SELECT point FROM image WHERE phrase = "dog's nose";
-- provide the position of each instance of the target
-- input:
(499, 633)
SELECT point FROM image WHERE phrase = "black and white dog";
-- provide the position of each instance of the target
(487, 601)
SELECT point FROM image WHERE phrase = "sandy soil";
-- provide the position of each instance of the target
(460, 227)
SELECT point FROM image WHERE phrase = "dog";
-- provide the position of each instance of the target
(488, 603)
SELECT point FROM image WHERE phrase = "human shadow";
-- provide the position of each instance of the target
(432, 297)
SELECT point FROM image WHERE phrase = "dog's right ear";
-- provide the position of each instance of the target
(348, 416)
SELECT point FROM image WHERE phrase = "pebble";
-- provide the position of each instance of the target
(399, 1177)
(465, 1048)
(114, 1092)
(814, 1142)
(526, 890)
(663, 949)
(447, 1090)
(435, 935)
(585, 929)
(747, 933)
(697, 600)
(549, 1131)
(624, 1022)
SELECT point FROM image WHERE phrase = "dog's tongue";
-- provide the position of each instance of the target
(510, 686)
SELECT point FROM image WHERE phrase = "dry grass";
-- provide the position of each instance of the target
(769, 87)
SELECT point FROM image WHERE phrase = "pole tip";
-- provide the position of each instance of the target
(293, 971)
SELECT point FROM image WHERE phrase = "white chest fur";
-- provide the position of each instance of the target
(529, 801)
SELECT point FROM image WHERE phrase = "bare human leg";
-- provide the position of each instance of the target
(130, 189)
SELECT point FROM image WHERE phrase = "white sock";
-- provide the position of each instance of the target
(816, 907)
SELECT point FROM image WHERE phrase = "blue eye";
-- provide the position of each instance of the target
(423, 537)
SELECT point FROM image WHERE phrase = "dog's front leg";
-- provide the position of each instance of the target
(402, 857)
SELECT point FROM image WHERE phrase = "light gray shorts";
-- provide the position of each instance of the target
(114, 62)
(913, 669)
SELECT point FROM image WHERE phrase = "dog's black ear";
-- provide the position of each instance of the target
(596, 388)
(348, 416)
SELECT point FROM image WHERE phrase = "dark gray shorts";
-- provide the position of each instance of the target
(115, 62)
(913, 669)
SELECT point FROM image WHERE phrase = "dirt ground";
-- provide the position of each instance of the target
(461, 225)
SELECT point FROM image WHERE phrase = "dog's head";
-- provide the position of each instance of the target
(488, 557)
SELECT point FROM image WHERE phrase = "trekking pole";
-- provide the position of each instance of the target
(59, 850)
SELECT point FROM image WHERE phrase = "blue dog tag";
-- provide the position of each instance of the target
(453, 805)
______
Extract each entry in full, exactly as given.

SELECT point FROM image WHERE phrase = "dog's nose";
-- provide the position of each instance of the target
-- input:
(499, 633)
SELECT point FROM image WHERE phrase = "black and white dog";
-- provide the position of each instance of the target
(487, 601)
SELECT point FROM image WHERE phrase = "sandy soil";
-- provide the position of each instance of the target
(460, 227)
SELECT point FROM image WHERE phrase = "dog";
-- provide the position of each instance of the target
(488, 603)
SELECT point FROM image WHERE phrase = "human shadow";
-- provide the position of each instance of the target
(432, 297)
SELECT point FROM image WHERE phrase = "dog's right ear";
-- provide the position of each instance of the target
(348, 416)
SELECT point FROM image WHERE phrase = "pebble";
-- provide the position of each instance of the target
(399, 1177)
(465, 1048)
(114, 1092)
(814, 1142)
(526, 890)
(663, 949)
(447, 1090)
(435, 935)
(585, 929)
(747, 933)
(697, 600)
(549, 1131)
(624, 1022)
SELECT point FROM image WHERE phrase = "dog's tongue";
-- provide the position of each instance of the target
(510, 686)
SELECT point FROM image WHERE phrase = "dry grass";
-- provide the position of each instance of the target
(769, 87)
SELECT point FROM image WHERE phrase = "pole tip";
-- provide the position of each instance of the target
(293, 971)
SELECT point FROM image WHERE phrase = "white chest fur";
-- provide the position of each instance of the target
(529, 801)
SELECT point FROM image WHERE phrase = "bare human leg";
-- provide the position of each instance of the target
(130, 189)
SELECT point FROM image WHERE phrase = "white sock";
-- provide the position of each instance of the target
(816, 907)
SELECT point FROM image WHERE phrase = "blue eye";
-- provide the position of each instance of the target
(423, 537)
SELECT point FROM image WHERE phrase = "dog's front leg";
-- provide the position of each instance of the target
(402, 857)
SELECT point FROM image WHERE phrase = "light gray shorts";
-- provide the position of each instance of the target
(114, 62)
(913, 669)
SELECT point FROM image WHERE phrase = "dog's black ear";
-- provide the position of each instance of the target
(596, 388)
(348, 416)
SELECT point FROM image WHERE phrase = "dark gray shorts";
-- provide the position of each instance of the target
(115, 62)
(913, 669)
SELECT point FROM image WHERE phrase = "dirt ground";
-- provide the position of each instance of the target
(461, 225)
SELECT point FROM image WHERE phrase = "dog's head";
-- provide the position of each instance of the target
(488, 557)
SELECT point FROM image WHERE phrase = "trekking pole";
-- provide the position of each instance of the target
(59, 850)
SELECT point FROM image WHERE phrase = "blue dog tag";
-- provide the position of each instance of the target
(453, 805)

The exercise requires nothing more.